▸ Work to do
1) Pull from the blockchain introduction, word for word, the part that opens with the words containing "Blockchain’s goal is" and closes with "What is Blockchain?".
2) Answer these questions about the blockchain introduction:
(a) By what pseudonym is the author of the quoted paper known?
(b) What three kinds of information does the ledger store?
(c) Which intermediaries are named as examples of those that blockchain can cut?

▸ Passage shown
───
A First Introduction to Blockchain

Introduction

Commerce on the Internet has come to rely almost exclusively on financial institutions serving as trusted third parties to process electronic payments. While the system works well enough for most transactions, it still suffers from the inherent weaknesses of the trust based model.

Satoshi Nakamoto

This quote was published by a person (or group of people), known by the pseudonym of Satoshi Nakamoto, in a paper that later served as the base for the creation of Bitcoin and other cryptocurrencies. Indeed, brokerage costs today lead to high transaction fees, while a lack of trust often makes it impossible to reach an agreement between unknown users without verification from a third-party.

Blockchain’s goal is to build trust without the need of an intermediary

Blockchain technology allows users to trade value and assets without trusting other parties or a central authority. In many cases, it can also reduce transaction costs by cutting the intermediaries (banks, brokers, online marketplaces, etc), who traditionally charge a small percentage from users for each transaction.

What is Blockchain?

Blockchain is an immutable distributed ledger that stores transactions between people or entities. This ledger stores account balances, asset ownership and any relevant message data. Because it’s distributed, there is no central authority that can be prone to errors or frauds — everyone in the network shares the same information. It’s immutable because once the information is committed to the ledger, it cannot be modified. This results in a system of exchange that is reliable and uncensorable compared to the traditional methods, and is changing the way industries work in finance and beyond.
───
▸ Source material
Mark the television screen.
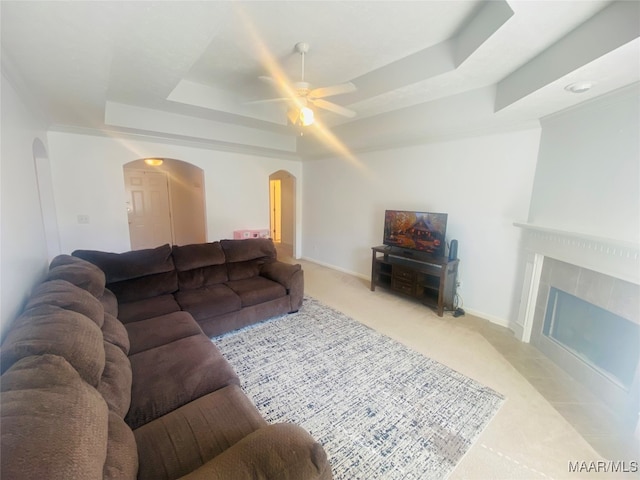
───
▸ Per-task outputs
1)
Blockchain’s goal is to build trust without the need of an intermediary

Blockchain technology allows users to trade value and assets without trusting other parties or a central authority. In many cases, it can also reduce transaction costs by cutting the intermediaries (banks, brokers, online marketplaces, etc), who traditionally charge a small percentage from users for each transaction.

What is Blockchain?

2)
(a) Satoshi Nakamoto
(b) Account balances, asset ownership, and any relevant message data
(c) Banks, brokers, and online marketplaces